EXCERPT>
The Journal of Recreational Mathematics was an American journal dedicated to recreational mathematics, started in 1968. It had generally been published quarterly by the Baywood Publishing Company, until it ceased publication with the last issue (volume 38, number 2) published in 2014.  The initial publisher (of volumes 1–5) was Greenwood Periodicals.

Harry L. Nelson was primary editor for five years (volumes 9 through 13, excepting volume 13, number 4, when the initial editor returned as lead) and Joseph Madachy, the initial lead editor and editor of a predecessor called Recreational Mathematics Magazine which ran during the years 1961 to 1964, was the editor for many years.  Charles Ashbacher and Colin Singleton took over as editors when Madachy retired (volume 30 number 1).  The final editors were Ashbacher and Lamarr Widmer.  The journal has from its inception also listed associate editors, one of whom was Leo Moser.

RAW RECORDS>
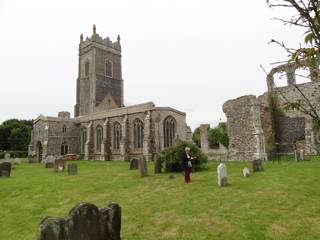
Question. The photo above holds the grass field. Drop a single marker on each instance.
(282, 202)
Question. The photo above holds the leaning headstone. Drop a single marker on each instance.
(72, 169)
(7, 156)
(134, 164)
(59, 165)
(143, 166)
(246, 172)
(257, 165)
(84, 222)
(17, 161)
(49, 165)
(222, 175)
(5, 169)
(157, 164)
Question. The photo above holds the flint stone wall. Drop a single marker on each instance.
(84, 222)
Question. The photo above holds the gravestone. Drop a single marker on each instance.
(7, 156)
(49, 165)
(134, 164)
(257, 165)
(143, 166)
(17, 161)
(222, 175)
(84, 222)
(59, 165)
(49, 159)
(72, 169)
(5, 169)
(157, 164)
(246, 172)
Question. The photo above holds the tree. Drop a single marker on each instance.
(307, 16)
(15, 134)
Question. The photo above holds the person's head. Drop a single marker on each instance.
(187, 149)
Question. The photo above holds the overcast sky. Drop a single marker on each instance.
(189, 55)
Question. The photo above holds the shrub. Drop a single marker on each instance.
(172, 157)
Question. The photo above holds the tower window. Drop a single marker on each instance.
(138, 134)
(64, 129)
(99, 135)
(109, 68)
(169, 131)
(86, 69)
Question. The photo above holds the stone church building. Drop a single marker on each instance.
(103, 128)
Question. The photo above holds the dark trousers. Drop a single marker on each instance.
(187, 175)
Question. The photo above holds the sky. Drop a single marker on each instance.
(187, 54)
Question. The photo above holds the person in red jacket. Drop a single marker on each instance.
(187, 165)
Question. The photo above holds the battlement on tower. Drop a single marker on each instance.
(102, 42)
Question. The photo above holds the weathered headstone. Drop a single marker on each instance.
(257, 165)
(59, 165)
(72, 169)
(143, 166)
(17, 161)
(5, 169)
(84, 222)
(222, 175)
(157, 164)
(49, 165)
(246, 172)
(134, 164)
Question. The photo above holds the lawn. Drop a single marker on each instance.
(282, 202)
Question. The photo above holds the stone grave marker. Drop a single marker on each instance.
(143, 166)
(257, 165)
(134, 164)
(72, 169)
(222, 175)
(157, 164)
(246, 172)
(84, 222)
(59, 165)
(5, 169)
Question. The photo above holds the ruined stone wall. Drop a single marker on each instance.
(244, 128)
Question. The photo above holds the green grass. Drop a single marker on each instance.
(282, 202)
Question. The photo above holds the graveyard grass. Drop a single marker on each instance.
(282, 202)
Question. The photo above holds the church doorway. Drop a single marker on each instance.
(39, 151)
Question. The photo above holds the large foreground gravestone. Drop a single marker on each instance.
(143, 166)
(134, 164)
(72, 169)
(84, 222)
(5, 169)
(257, 165)
(59, 165)
(222, 175)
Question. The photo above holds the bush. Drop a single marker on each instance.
(172, 157)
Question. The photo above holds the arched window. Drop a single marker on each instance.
(64, 148)
(169, 131)
(109, 68)
(117, 135)
(83, 139)
(138, 134)
(99, 136)
(86, 69)
(64, 129)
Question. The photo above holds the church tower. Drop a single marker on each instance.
(99, 82)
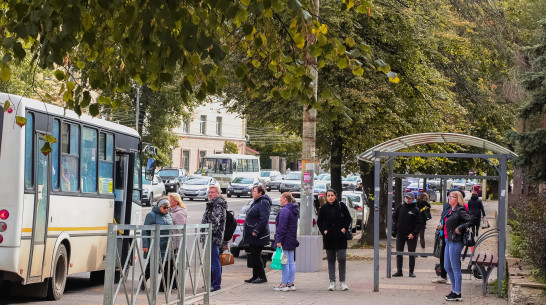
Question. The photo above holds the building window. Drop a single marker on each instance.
(186, 125)
(219, 125)
(203, 125)
(185, 160)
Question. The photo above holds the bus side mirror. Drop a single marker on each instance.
(149, 172)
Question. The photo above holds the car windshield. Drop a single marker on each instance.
(293, 176)
(243, 180)
(197, 182)
(168, 173)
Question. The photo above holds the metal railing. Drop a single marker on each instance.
(168, 271)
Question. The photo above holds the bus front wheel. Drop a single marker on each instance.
(57, 282)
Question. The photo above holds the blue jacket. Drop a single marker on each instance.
(287, 226)
(156, 217)
(257, 221)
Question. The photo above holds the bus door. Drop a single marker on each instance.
(41, 203)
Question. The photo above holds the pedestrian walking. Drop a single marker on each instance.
(215, 214)
(286, 238)
(333, 222)
(158, 215)
(456, 222)
(424, 210)
(475, 208)
(256, 232)
(406, 224)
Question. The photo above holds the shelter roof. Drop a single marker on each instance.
(408, 141)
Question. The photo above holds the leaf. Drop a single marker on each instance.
(49, 138)
(46, 149)
(59, 75)
(5, 73)
(20, 120)
(94, 109)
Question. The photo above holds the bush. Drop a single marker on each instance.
(527, 218)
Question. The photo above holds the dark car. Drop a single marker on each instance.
(242, 186)
(173, 178)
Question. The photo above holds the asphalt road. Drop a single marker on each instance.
(79, 290)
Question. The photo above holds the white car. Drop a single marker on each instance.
(152, 189)
(197, 187)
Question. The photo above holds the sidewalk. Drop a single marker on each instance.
(312, 287)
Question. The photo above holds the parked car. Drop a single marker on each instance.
(351, 182)
(172, 177)
(360, 203)
(237, 244)
(197, 187)
(417, 189)
(275, 184)
(242, 186)
(290, 181)
(152, 189)
(267, 175)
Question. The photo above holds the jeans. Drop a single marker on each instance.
(452, 263)
(257, 263)
(215, 267)
(341, 259)
(400, 243)
(289, 270)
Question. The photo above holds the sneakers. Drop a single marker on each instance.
(289, 287)
(439, 281)
(281, 287)
(452, 296)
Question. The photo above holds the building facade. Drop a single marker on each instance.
(205, 133)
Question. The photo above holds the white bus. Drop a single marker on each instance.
(225, 167)
(55, 208)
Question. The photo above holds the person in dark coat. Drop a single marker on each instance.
(424, 210)
(333, 221)
(456, 222)
(406, 224)
(158, 215)
(286, 237)
(475, 208)
(256, 232)
(215, 214)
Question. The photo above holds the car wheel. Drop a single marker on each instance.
(56, 284)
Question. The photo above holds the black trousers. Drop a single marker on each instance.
(256, 260)
(400, 243)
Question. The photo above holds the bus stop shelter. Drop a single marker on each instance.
(384, 154)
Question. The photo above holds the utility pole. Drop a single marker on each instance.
(311, 245)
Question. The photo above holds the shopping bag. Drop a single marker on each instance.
(276, 261)
(226, 259)
(485, 223)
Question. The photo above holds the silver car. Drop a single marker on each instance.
(197, 187)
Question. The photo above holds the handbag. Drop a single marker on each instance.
(438, 244)
(468, 238)
(276, 261)
(485, 223)
(284, 258)
(226, 259)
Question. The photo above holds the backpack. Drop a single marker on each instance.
(231, 225)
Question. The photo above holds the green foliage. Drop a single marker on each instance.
(230, 148)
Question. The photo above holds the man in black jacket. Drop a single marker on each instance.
(406, 224)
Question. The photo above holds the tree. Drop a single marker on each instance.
(230, 148)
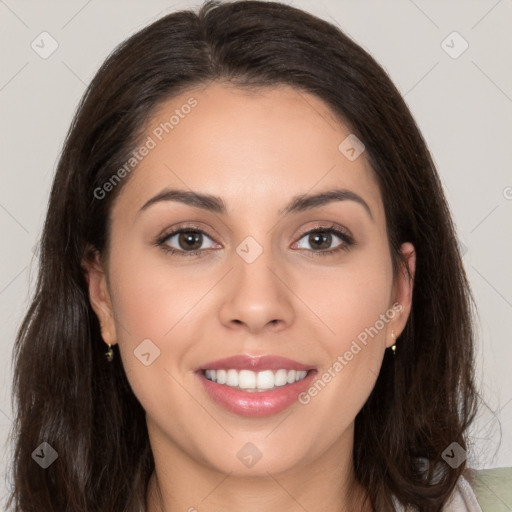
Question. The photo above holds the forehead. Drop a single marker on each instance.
(255, 148)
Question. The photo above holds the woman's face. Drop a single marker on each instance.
(261, 284)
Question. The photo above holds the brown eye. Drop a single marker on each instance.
(190, 240)
(320, 240)
(183, 241)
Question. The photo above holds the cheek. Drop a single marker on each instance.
(351, 299)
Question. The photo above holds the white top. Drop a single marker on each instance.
(463, 499)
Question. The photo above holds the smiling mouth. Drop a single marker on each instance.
(251, 381)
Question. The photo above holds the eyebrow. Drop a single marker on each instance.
(298, 203)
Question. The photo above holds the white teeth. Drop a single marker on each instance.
(255, 381)
(221, 377)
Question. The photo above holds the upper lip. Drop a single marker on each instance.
(255, 363)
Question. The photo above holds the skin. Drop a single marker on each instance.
(256, 150)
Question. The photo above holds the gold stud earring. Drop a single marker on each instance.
(109, 354)
(393, 347)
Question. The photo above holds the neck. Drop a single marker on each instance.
(326, 484)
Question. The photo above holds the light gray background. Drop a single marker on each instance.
(463, 107)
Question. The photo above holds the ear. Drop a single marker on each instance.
(99, 295)
(402, 293)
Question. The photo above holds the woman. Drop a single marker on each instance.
(246, 215)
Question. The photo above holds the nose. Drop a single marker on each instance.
(257, 296)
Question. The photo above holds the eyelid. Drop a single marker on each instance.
(340, 231)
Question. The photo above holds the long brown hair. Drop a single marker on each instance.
(65, 392)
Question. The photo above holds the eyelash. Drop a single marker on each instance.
(347, 241)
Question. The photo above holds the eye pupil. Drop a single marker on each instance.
(320, 240)
(190, 240)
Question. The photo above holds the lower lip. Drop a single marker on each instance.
(256, 403)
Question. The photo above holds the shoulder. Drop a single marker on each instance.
(492, 487)
(463, 499)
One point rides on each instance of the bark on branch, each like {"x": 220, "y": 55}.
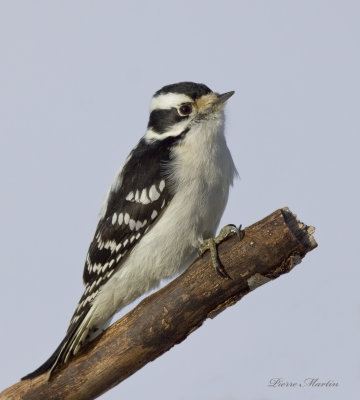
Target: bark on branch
{"x": 270, "y": 248}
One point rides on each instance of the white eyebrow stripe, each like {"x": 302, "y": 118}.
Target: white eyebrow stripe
{"x": 169, "y": 100}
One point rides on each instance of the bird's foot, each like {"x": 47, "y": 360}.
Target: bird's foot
{"x": 210, "y": 244}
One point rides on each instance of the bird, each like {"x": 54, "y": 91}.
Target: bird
{"x": 162, "y": 210}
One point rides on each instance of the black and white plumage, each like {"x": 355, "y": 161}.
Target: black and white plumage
{"x": 165, "y": 201}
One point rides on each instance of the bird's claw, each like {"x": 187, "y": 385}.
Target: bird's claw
{"x": 210, "y": 244}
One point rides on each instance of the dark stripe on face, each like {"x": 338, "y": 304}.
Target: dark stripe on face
{"x": 191, "y": 89}
{"x": 161, "y": 121}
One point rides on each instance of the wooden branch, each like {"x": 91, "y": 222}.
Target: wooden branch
{"x": 270, "y": 247}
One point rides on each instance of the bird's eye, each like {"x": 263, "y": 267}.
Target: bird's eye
{"x": 185, "y": 109}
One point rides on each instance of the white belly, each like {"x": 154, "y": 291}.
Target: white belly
{"x": 201, "y": 181}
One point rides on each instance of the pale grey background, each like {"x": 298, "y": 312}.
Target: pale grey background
{"x": 76, "y": 80}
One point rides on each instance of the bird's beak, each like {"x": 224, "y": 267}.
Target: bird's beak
{"x": 224, "y": 97}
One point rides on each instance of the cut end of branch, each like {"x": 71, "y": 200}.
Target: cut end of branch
{"x": 302, "y": 232}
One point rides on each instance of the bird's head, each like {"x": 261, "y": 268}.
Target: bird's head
{"x": 177, "y": 108}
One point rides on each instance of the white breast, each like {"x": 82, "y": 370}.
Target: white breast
{"x": 201, "y": 173}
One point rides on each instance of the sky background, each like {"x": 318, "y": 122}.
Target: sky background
{"x": 76, "y": 79}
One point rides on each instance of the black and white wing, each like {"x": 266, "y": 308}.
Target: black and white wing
{"x": 137, "y": 198}
{"x": 135, "y": 202}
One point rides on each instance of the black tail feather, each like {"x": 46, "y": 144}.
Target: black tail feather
{"x": 58, "y": 356}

SHORT PROBLEM A>
Decide whether each statement below agrees with the passage on the Journal of Recreational Mathematics. Answer yes or no for each, quoting the words of the passage that settle it.
(i) The journal stopped publishing in 2014.
(ii) Harry L. Nelson was the journal's initial lead editor.
(iii) Greenwood Periodicals published volumes 1–5.
SHORT PROBLEM B> How many lines of the records contain the string "background"? Case counts; give only the number.

FULL SOLUTION A>
(i) Yes: "until it ceased publication with the last issue (volume 38, number 2) published in 2014"
(ii) No: "Joseph Madachy, the initial lead editor"
(iii) Yes: "The initial publisher (of volumes 1–5) was Greenwood Periodicals."

FULL SOLUTION B> 5